Exercise task:
Recast the records below as a JSON list of strings, one string per line, omitting blank lines and leaving out the pictures.
-- START Exercise material --
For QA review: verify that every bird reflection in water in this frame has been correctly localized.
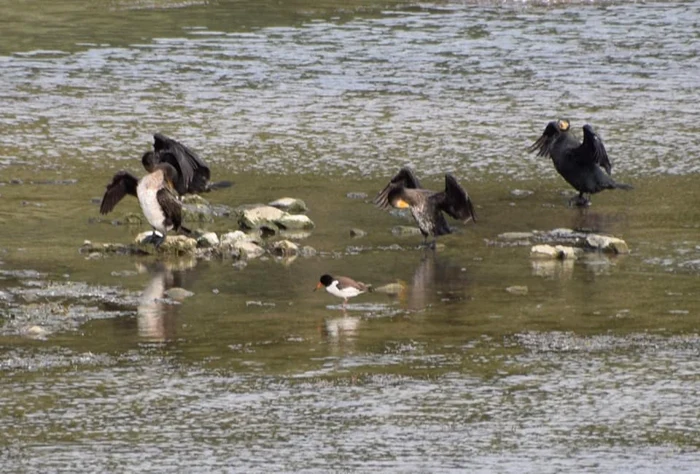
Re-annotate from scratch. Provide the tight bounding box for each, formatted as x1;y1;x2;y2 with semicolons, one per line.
571;208;628;234
405;249;469;311
136;258;197;341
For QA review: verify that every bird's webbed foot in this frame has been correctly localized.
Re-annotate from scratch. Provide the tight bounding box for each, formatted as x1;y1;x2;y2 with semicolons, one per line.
569;193;591;207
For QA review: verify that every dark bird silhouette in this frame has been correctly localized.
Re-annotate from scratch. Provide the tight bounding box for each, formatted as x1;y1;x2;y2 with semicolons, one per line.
100;163;191;247
528;119;632;206
374;167;476;246
141;133;232;195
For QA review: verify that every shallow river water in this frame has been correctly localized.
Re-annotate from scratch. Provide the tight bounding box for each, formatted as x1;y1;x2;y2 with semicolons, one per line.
0;0;700;473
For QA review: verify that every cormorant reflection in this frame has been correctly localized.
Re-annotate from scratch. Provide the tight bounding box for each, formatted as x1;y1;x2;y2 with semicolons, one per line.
406;249;469;310
136;259;197;341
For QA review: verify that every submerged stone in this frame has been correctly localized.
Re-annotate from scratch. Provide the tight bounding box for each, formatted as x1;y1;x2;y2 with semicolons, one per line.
78;240;149;258
391;225;423;237
530;244;583;260
237;241;265;260
350;228;367;239
373;280;406;296
270;240;299;257
165;287;194;301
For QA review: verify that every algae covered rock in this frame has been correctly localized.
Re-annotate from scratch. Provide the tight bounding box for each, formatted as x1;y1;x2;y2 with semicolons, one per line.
236;204;286;232
158;235;197;255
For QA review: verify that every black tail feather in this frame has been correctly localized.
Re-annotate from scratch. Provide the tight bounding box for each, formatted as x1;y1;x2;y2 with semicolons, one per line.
205;181;233;192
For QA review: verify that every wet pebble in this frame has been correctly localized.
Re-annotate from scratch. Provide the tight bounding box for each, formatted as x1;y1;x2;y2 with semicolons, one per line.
506;285;528;296
510;189;535;197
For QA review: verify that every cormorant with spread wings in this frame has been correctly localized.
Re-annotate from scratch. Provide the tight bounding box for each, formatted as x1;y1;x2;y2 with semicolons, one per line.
374;167;476;245
528;119;632;206
141;133;231;195
100;163;191;247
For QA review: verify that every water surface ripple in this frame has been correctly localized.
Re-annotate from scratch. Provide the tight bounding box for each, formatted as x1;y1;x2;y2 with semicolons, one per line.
0;2;700;177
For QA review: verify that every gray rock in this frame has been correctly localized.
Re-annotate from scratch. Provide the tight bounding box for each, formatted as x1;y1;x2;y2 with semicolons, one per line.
391;225;423;237
510;189;535;197
268;197;309;214
498;232;535;240
197;232;219;248
586;234;630;254
299;245;318;258
165;287;194;301
233;241;265;260
182;204;214;222
275;213;314;230
180;194;211;206
270;240;299;257
279;230;311;240
350;228;367;239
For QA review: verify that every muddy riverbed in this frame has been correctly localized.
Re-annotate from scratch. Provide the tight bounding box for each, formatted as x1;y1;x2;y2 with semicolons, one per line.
0;1;700;472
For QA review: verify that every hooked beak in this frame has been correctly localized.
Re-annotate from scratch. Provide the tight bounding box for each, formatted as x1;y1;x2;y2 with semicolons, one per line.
394;199;411;209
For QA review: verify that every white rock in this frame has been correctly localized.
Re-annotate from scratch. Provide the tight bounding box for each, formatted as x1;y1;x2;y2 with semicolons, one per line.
197;232;219;248
219;230;251;245
586;234;630;253
275;214;314;230
268;197;308;214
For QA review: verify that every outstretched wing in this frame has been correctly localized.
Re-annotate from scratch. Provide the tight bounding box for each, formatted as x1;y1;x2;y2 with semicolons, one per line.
579;124;612;174
434;173;476;223
527;120;559;156
100;171;139;214
374;166;422;209
153;133;211;194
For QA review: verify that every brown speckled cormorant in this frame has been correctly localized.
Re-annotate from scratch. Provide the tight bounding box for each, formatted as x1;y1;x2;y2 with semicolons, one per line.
100;163;191;247
374;167;476;245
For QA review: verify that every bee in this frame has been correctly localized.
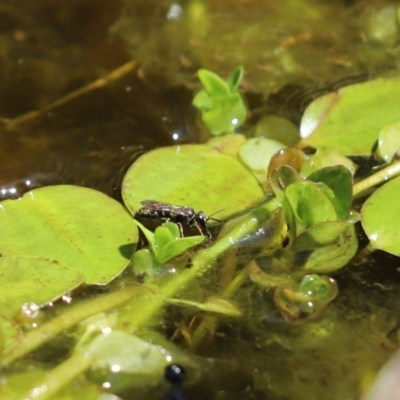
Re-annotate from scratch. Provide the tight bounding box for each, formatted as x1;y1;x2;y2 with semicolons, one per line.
135;200;221;239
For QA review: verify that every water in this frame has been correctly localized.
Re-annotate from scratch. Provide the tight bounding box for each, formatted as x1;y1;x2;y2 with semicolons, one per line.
0;0;399;400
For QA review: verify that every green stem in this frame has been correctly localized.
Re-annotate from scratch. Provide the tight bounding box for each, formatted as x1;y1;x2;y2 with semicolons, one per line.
191;262;249;348
20;353;92;400
1;199;279;400
0;288;134;367
353;161;400;197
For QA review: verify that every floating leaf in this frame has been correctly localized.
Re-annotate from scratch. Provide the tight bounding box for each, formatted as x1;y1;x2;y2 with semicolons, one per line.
156;233;205;264
226;67;243;93
197;69;230;99
239;137;285;174
308;165;353;220
192;67;247;135
0;256;84;316
300;147;356;177
207;133;247;157
292;221;351;251
361;177;400;256
122;145;263;219
0;314;22;352
300;78;400;155
270;165;304;197
296;223;358;274
285;181;337;227
376;121;400;163
0;185;138;284
274;274;338;322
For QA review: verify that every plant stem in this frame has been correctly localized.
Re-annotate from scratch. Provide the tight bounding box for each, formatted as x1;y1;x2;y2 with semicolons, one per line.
1;199;279;400
353;161;400;197
20;353;92;400
0;288;134;367
191;268;249;348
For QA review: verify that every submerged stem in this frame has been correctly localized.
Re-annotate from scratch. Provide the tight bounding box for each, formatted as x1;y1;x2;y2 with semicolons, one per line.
353;161;400;197
21;353;92;400
0;289;134;367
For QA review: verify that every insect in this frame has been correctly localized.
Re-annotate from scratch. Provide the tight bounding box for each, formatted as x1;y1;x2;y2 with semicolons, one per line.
135;200;221;239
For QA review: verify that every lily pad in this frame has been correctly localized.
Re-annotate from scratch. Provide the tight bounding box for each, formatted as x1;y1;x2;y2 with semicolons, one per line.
0;256;84;316
361;177;400;256
300;77;400;155
376;121;400;163
285;181;337;227
122;145;263;219
0;185;138;285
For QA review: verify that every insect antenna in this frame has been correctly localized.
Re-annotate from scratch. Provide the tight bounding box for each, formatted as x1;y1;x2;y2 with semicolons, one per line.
207;208;225;223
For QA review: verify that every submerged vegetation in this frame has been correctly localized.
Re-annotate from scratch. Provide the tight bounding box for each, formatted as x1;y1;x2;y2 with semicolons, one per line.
0;0;400;400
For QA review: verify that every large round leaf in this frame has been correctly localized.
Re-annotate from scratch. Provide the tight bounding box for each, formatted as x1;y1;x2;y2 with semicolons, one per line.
0;256;83;316
122;145;263;218
300;78;400;154
361;177;400;256
0;185;138;284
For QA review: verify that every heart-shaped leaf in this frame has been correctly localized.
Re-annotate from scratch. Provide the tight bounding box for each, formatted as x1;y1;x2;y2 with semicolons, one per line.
0;256;84;316
0;185;138;284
-- END Exercise material --
Answer to the task:
[
  "For QA review: verify that every bird reflection in water in this frame has been correctly localized.",
  "Re-annotate from scratch. Provide the tight bounding box for each, formatted as x1;y1;x2;y2 with semicolons, one per line.",
  "571;208;628;234",
  "405;249;469;311",
  "136;258;197;341",
  "For QA review: verify that every bird's webbed foot in this frame has been correctly localized.",
  "Re-annotate from scratch. Provide the tight bounding box for each, formatted as x1;y1;x2;y2 with semicolons, one per line.",
  "569;193;591;207",
  "For QA review: verify that every dark bird silhouette in this frame has been correctly localized.",
  "Re-annotate from scratch. Provide the tight bounding box for each, formatted as x1;y1;x2;y2 with semicolons, one per line.",
  "100;163;191;247",
  "528;119;632;206",
  "374;167;476;246",
  "141;133;232;195",
  "For QA review: verify that every shallow river water in this frame has been correctly localized.",
  "Re-annotate from scratch. Provide the tight bounding box for each, formatted as x1;y1;x2;y2 with semicolons, one per line.",
  "0;0;700;473",
  "For QA review: verify that every cormorant reflection in this frame has been correctly localized.",
  "Re-annotate from scratch. Provide the tight bounding box for each, formatted as x1;y1;x2;y2 with semicolons, one per line.",
  "406;249;469;310",
  "136;259;197;341",
  "For QA review: verify that every submerged stone in this frame has been correctly localized.",
  "Re-annotate from scratch. Provide the tight bounding box for each, formatted as x1;y1;x2;y2 with semicolons, one per line.",
  "78;240;149;258",
  "391;225;423;237",
  "530;244;583;260",
  "237;241;265;260",
  "350;228;367;239",
  "373;280;406;296",
  "270;240;299;257",
  "165;287;194;301",
  "For QA review: verify that every algae covered rock in this frame has been correctly localized.",
  "Re-annotate from scratch. Provide the tight bounding box for each, formatted as x1;y1;x2;y2 with semicolons, one per line.",
  "236;204;286;232",
  "158;235;197;255",
  "For QA review: verify that every black tail feather in this frame has been correctly localized.",
  "Re-annotate from scratch. Provide the tight bounding box for each, formatted as x1;y1;x2;y2 with semicolons, one per line.",
  "205;181;233;192",
  "For QA review: verify that every wet pebble in this frame has been correctly localized.",
  "Re-annotate from scratch. Provide the tight bounding box for each, formatted as x1;y1;x2;y2 with semicolons, one per line.",
  "506;285;528;296",
  "510;189;535;197",
  "For QA review: verify that every cormorant with spread wings in this frame has been correctly localized.",
  "Re-annotate from scratch. Provide the tight bounding box for each, formatted as x1;y1;x2;y2 with semicolons, one per line.",
  "374;167;476;245",
  "528;119;632;206",
  "141;133;231;195",
  "100;163;191;247",
  "For QA review: verify that every water surface ripple in this frame has been correctly localized.",
  "Re-annotate from scratch. Provide the tight bounding box for each, formatted as x1;y1;x2;y2 with semicolons, one per line.",
  "0;2;700;177",
  "For QA review: verify that every gray rock in this frame has been correctly localized.",
  "Re-annotate from scratch. Provide the tight bounding box for each, formatted as x1;y1;x2;y2 with semicolons, one per line.",
  "391;225;423;237",
  "510;189;535;197",
  "268;197;309;214",
  "498;232;535;240",
  "197;232;219;248",
  "586;234;630;254",
  "299;245;318;258",
  "165;287;194;301",
  "233;241;265;260",
  "182;204;214;222",
  "275;213;314;230",
  "180;194;211;206",
  "270;240;299;257",
  "279;230;311;240",
  "350;228;367;239",
  "For QA review: verify that every muddy riverbed in this frame has been correctly localized.",
  "Re-annotate from scratch. Provide the tight bounding box for each, formatted as x1;y1;x2;y2 with semicolons, one per line.",
  "0;1;700;472",
  "For QA review: verify that every hooked beak in this frame has been correctly localized.",
  "Re-annotate from scratch. Provide the tight bounding box for each, formatted as x1;y1;x2;y2 with semicolons, one per line.",
  "394;199;411;209",
  "For QA review: verify that every white rock in this frame has been correctly localized.",
  "Re-annotate from scratch. Provide the tight bounding box for each, formatted as x1;y1;x2;y2 with semicolons, one per line.",
  "197;232;219;248",
  "219;230;251;245",
  "586;234;630;253",
  "275;214;314;230",
  "268;197;308;214",
  "For QA review: verify that every outstretched wing in this frame has been correctly localized.",
  "Re-annotate from scratch. Provide the tight bounding box for each, formatted as x1;y1;x2;y2 with semicolons, one per line.",
  "579;124;612;174",
  "434;173;476;223",
  "527;120;559;156",
  "100;171;139;214",
  "374;166;422;209",
  "153;133;211;194",
  "For QA review: verify that every brown speckled cormorant in this frame has been correctly localized.",
  "Re-annotate from scratch. Provide the tight bounding box for each, formatted as x1;y1;x2;y2 with semicolons, one per line.",
  "100;163;191;247",
  "374;167;476;245",
  "For QA review: verify that every bee in this frame has been correctly localized.",
  "Re-annotate from scratch. Provide the tight bounding box for each, formatted as x1;y1;x2;y2 with semicolons, one per line.",
  "135;200;221;239",
  "For QA review: verify that every water in this frame has been correctly localized.",
  "Re-annotate from scratch. Provide the tight bounding box for each, formatted as x1;y1;x2;y2 with semicolons, one per line.",
  "0;0;399;400",
  "For QA review: verify that every green stem in this frame has been correctly localized.",
  "Re-annotate from scratch. Provide the tight bounding box for each, formatted as x1;y1;x2;y2 with semicolons, one per line.",
  "191;262;249;348",
  "20;353;92;400",
  "1;199;279;400",
  "0;288;134;367",
  "353;161;400;197",
  "For QA review: verify that every floating leaf in this frame has been correctly localized.",
  "Re-annotate from scratch. Provide the tight bounding box for each, formatted as x1;y1;x2;y2 with semicolons, one per line.",
  "156;233;205;264",
  "226;67;243;93",
  "197;69;230;99",
  "239;137;285;174",
  "308;165;353;220",
  "192;67;247;135",
  "0;256;84;316",
  "300;147;356;177",
  "207;133;247;157",
  "292;221;351;251",
  "361;177;400;256",
  "122;145;263;219",
  "0;314;22;352",
  "300;78;400;155",
  "270;165;304;197",
  "296;223;358;274",
  "285;181;337;227",
  "376;121;400;163",
  "0;185;138;284",
  "274;274;338;322",
  "For QA review: verify that every plant stem in this frame has been correctly localized.",
  "Re-annotate from scratch. Provide the tight bounding box for each, formatted as x1;y1;x2;y2 with semicolons, one per line.",
  "1;199;279;400",
  "353;161;400;197",
  "20;353;92;400",
  "0;288;134;367",
  "191;268;249;348",
  "For QA review: verify that every submerged stem in this frame has been correctly localized.",
  "Re-annotate from scratch. Provide the tight bounding box for each, formatted as x1;y1;x2;y2 with semicolons, one per line.",
  "353;161;400;197",
  "21;353;92;400",
  "0;289;134;367",
  "For QA review: verify that every insect in this frame has been correctly localized.",
  "Re-annotate from scratch. Provide the tight bounding box for each, formatted as x1;y1;x2;y2 with semicolons, one per line.",
  "135;200;221;239",
  "For QA review: verify that every lily pad in this frame has been correctly localized.",
  "Re-annotate from scratch. Provide the tight bounding box for each, formatted as x1;y1;x2;y2 with semicolons, one per line.",
  "0;256;84;316",
  "361;177;400;256",
  "300;77;400;155",
  "376;121;400;163",
  "285;181;337;227",
  "122;145;263;219",
  "0;185;138;285",
  "For QA review: verify that every insect antenna in this frame has been correctly localized.",
  "Re-annotate from scratch. Provide the tight bounding box for each, formatted as x1;y1;x2;y2 with semicolons, one per line.",
  "207;208;225;223",
  "For QA review: verify that every submerged vegetation in this frame has been correctly localized.",
  "Re-annotate from scratch. Provide the tight bounding box for each, formatted as x1;y1;x2;y2 with semicolons, one per line.",
  "0;0;400;400",
  "For QA review: verify that every large round leaf in this frame has been correctly localized.",
  "Re-annotate from scratch. Provide the tight bounding box for each, formatted as x1;y1;x2;y2 with semicolons, one per line.",
  "0;256;83;316",
  "122;145;263;218",
  "300;78;400;154",
  "361;177;400;256",
  "0;185;138;284",
  "For QA review: verify that every heart-shaped leaf in this frame has been correctly localized.",
  "Re-annotate from scratch. Provide the tight bounding box for each, formatted as x1;y1;x2;y2 with semicolons, one per line.",
  "0;256;84;316",
  "0;185;138;284"
]